■ TO BE DONE:
1. In the interview on branded content, how long does the person answering say their group has been in the branded entertainment sector?
2. List every length of time that the interview on branded content gives for how long a story might take to tell.
3. Transcribe the part of the interview on branded content between "CW: What length" and "form in mobile.", inclusive.

■ TEXT SHOWN:
┄┄┄┄┄┄

Consumers too are getting much smarter. They are not put off by brands that create compelling content if it is insight-driven and if it feels relevant to where a brand should be, playing like Dove’s “True Beauty” sketches or Lacta’s “Love in the End” film. Consumers are open and receptive if it is great content and it is compelling to them. They don’t mind that it is from a brand.

CW: What length of programming works best for branded content?

AM: We tend to think of mobile as short form, but to be honest, if you are going to engage in mobile, there is more and more research coming out that says that people are looking for more longer form in mobile.

Viewers are looking for a sustained experience -- maybe they are waiting for a bus, they are meeting some friends -- they want to find that one place and really dive deep into that content. It is all about story. If the story can be told in 30 seconds, that is great. If the story needs 10, 20, 30 minutes, the consumer is ready for that kind of story as well.

CW: Tell me about BEAM.

AM: We have been in the branded entertainment sector for about 10 years, which is a pretty long time considering the more recent focus toward branded content. We’ve had a strategic relationship with MIPTV, which is an annual international content festival and marketplace in Europe. We thought that it would be a great platform to launch a whitepaper around strategic use and measurement of branded entertainment, how it should be used, how it can be used and how it should be measured.

So we wrote a whitepaper, “Making Magic, Using Logic: the Ogilvy Branded Entertainment Assessment Model.” It is meant to help align ideas heading into a project, what it should achieve, where it should be distributed and how it should be measured so that it is not an afterthought and it really helps to prove out the success of these programs.

┄┄┄┄┄┄

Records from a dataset
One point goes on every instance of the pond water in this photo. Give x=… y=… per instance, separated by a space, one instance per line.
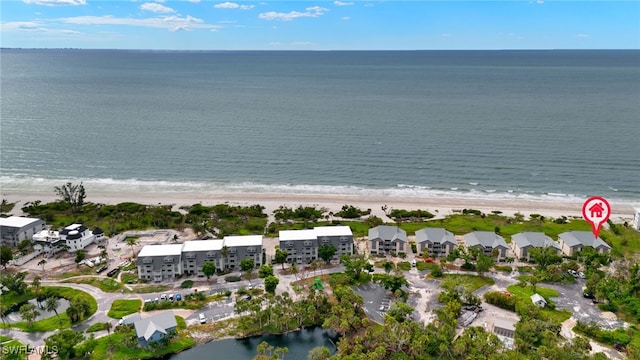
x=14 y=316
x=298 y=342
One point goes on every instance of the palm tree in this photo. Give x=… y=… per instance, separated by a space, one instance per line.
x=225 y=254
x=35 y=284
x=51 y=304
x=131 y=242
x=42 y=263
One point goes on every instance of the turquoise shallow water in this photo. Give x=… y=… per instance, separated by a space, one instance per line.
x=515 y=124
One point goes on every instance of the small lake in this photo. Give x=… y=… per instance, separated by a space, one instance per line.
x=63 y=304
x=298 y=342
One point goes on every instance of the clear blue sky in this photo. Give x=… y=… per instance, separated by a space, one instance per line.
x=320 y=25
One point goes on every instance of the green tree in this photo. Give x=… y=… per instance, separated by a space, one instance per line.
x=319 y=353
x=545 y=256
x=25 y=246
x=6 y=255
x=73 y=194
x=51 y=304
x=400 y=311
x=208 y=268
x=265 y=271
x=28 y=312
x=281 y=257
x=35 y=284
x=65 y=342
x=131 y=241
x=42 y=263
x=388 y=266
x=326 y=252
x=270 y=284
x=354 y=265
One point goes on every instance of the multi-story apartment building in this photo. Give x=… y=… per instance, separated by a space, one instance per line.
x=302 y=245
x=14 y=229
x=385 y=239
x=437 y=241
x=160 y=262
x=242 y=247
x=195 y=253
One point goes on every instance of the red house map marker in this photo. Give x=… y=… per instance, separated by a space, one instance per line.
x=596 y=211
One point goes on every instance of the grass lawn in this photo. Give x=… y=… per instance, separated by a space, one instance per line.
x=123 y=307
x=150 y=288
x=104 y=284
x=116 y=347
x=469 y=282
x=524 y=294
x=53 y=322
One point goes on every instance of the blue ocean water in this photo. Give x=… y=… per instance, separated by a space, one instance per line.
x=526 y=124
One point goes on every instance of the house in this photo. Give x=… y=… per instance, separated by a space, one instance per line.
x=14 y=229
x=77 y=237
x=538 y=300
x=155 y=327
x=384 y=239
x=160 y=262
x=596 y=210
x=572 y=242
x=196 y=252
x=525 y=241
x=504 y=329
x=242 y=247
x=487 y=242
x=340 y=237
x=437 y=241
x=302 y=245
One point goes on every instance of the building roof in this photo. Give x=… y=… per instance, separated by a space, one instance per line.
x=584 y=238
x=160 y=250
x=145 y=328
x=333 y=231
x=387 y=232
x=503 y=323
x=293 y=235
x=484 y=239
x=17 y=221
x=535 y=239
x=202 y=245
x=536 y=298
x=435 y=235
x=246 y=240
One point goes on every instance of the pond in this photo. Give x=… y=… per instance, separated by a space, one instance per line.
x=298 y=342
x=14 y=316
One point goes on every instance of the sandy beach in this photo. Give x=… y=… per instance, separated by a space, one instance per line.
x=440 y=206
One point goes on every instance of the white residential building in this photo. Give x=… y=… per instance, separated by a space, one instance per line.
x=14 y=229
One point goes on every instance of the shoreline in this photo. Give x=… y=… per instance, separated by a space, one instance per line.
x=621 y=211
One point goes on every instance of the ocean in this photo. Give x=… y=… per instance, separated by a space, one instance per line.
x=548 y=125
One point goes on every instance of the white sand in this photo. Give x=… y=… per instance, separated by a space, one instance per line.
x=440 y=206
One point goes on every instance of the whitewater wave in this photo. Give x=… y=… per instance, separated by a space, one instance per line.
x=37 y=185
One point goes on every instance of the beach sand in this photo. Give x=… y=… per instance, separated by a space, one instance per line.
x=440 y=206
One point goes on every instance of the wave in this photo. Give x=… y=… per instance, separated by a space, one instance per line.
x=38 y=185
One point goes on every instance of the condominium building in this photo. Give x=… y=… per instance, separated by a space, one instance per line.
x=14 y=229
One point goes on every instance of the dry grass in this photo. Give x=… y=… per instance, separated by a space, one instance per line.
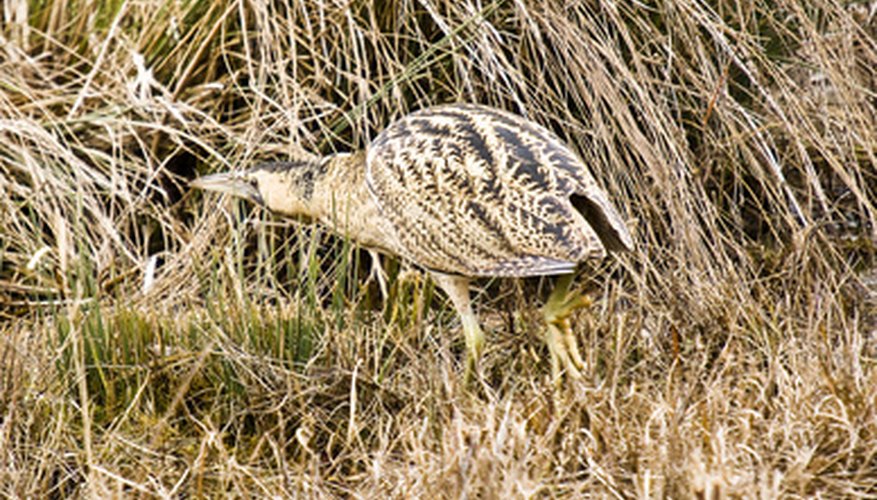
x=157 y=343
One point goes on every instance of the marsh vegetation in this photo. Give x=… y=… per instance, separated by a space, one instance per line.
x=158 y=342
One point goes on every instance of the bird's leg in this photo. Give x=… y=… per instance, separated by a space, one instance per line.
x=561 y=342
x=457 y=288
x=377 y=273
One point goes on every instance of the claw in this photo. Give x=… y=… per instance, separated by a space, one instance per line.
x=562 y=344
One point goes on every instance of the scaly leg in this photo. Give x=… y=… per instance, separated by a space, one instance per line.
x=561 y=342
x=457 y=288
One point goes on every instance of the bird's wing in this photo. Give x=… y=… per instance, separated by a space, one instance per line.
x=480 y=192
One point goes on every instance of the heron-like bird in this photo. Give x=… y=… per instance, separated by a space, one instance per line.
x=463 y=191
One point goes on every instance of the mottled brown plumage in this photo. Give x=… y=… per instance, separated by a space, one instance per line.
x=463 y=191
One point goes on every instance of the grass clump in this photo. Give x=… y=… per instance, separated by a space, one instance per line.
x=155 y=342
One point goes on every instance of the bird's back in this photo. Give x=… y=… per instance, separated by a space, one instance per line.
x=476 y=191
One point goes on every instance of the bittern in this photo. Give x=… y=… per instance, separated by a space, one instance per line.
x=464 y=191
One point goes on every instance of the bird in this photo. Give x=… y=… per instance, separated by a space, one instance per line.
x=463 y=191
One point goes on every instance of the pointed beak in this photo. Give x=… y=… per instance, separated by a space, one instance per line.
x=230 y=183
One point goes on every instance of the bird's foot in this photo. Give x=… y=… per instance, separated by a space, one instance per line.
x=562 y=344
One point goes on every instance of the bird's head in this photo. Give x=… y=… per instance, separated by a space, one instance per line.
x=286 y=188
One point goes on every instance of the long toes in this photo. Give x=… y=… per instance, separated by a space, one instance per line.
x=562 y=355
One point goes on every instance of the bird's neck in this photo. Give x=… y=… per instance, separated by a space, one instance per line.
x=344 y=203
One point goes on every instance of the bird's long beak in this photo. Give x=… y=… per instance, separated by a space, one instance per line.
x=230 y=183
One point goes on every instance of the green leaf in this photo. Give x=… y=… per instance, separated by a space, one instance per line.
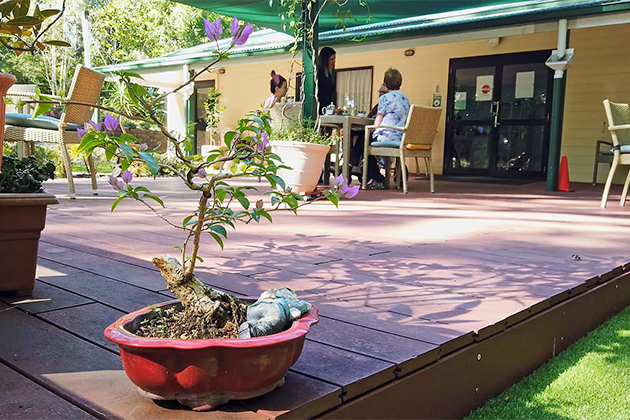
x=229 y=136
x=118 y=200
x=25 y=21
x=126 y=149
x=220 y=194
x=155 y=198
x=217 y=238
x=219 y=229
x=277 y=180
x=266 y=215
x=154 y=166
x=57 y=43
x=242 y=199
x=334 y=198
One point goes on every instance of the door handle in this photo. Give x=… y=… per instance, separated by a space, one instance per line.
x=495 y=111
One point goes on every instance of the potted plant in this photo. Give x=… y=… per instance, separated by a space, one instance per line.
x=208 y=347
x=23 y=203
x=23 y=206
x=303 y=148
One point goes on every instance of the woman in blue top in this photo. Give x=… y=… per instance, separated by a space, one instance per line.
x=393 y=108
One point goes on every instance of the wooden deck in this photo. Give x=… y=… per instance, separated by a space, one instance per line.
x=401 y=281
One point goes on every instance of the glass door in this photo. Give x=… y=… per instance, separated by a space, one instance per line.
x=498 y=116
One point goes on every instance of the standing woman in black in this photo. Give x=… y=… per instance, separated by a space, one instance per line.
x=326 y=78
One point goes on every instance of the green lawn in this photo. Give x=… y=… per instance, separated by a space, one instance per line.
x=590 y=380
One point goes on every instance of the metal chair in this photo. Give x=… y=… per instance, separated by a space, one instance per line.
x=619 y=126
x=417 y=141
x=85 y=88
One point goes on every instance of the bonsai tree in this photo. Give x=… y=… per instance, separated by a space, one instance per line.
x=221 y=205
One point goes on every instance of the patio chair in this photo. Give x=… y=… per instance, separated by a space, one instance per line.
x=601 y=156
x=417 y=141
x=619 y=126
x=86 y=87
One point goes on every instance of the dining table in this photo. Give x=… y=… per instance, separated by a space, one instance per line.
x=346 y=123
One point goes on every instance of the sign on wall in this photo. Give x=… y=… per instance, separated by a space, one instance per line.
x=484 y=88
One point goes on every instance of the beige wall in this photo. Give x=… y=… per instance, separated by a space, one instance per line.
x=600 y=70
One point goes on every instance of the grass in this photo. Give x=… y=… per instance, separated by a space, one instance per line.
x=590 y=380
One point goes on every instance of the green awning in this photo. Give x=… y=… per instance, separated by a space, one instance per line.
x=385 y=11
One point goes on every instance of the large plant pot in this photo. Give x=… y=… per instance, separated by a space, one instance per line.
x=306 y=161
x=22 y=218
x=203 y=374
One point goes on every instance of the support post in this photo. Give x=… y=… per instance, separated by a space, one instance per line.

┄┄┄┄┄┄

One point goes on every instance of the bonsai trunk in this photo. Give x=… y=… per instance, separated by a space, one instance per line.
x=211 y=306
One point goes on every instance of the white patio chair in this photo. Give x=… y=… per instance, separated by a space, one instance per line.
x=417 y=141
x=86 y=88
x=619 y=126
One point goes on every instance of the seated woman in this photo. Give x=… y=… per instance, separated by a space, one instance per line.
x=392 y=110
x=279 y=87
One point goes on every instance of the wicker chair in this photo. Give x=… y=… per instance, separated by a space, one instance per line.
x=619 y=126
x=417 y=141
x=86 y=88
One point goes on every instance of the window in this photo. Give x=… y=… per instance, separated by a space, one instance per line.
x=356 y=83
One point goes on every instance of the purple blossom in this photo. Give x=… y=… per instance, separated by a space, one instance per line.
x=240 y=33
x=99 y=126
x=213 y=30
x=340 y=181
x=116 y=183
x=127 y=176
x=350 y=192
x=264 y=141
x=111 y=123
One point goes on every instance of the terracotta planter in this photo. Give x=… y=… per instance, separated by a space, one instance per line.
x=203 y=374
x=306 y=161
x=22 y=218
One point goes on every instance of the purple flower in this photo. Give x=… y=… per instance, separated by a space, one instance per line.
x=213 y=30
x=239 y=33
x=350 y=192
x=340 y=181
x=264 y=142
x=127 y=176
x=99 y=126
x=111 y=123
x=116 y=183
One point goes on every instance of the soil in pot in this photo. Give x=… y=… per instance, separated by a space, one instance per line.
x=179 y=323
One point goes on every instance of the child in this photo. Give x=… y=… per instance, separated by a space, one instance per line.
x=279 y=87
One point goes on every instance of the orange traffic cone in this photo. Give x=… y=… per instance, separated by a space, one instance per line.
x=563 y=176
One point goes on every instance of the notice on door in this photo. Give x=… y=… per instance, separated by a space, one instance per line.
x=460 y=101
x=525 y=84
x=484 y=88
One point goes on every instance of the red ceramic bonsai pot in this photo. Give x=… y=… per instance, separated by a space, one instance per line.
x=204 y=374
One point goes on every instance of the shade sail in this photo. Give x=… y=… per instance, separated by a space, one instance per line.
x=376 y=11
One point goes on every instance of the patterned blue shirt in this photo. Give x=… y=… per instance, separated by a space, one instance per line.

┄┄┄┄┄┄

■ SOLUTIONS FOR EACH TASK:
1. About 10 years.

2. 30 seconds, 10 minutes, 20 minutes, 30 minutes

3.
CW: What length of programming works best for branded content?

AM: We tend to think of mobile as short form, but to be honest, if you are going to engage in mobile, there is more and more research coming out that says that people are looking for more longer form in mobile.